• _Goal_
Copy the listing below line for line without changing anything, but leave out the picture.

• _Data excerpts_
## start
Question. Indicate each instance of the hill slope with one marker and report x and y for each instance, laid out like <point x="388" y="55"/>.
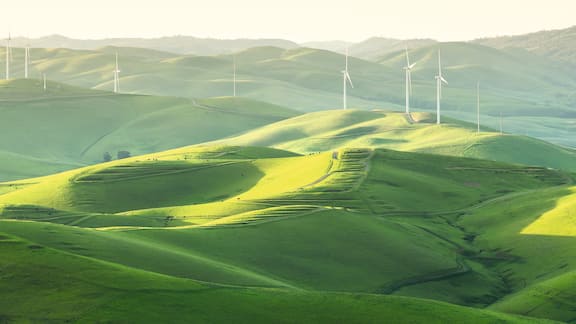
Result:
<point x="67" y="126"/>
<point x="330" y="130"/>
<point x="390" y="222"/>
<point x="521" y="86"/>
<point x="557" y="44"/>
<point x="88" y="288"/>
## end
• _Answer to the exercise_
Question. Indicate each instance of the hill slope with one marker and report x and y for each instance, laid out like <point x="388" y="55"/>.
Result:
<point x="67" y="126"/>
<point x="330" y="130"/>
<point x="390" y="222"/>
<point x="521" y="86"/>
<point x="557" y="44"/>
<point x="88" y="288"/>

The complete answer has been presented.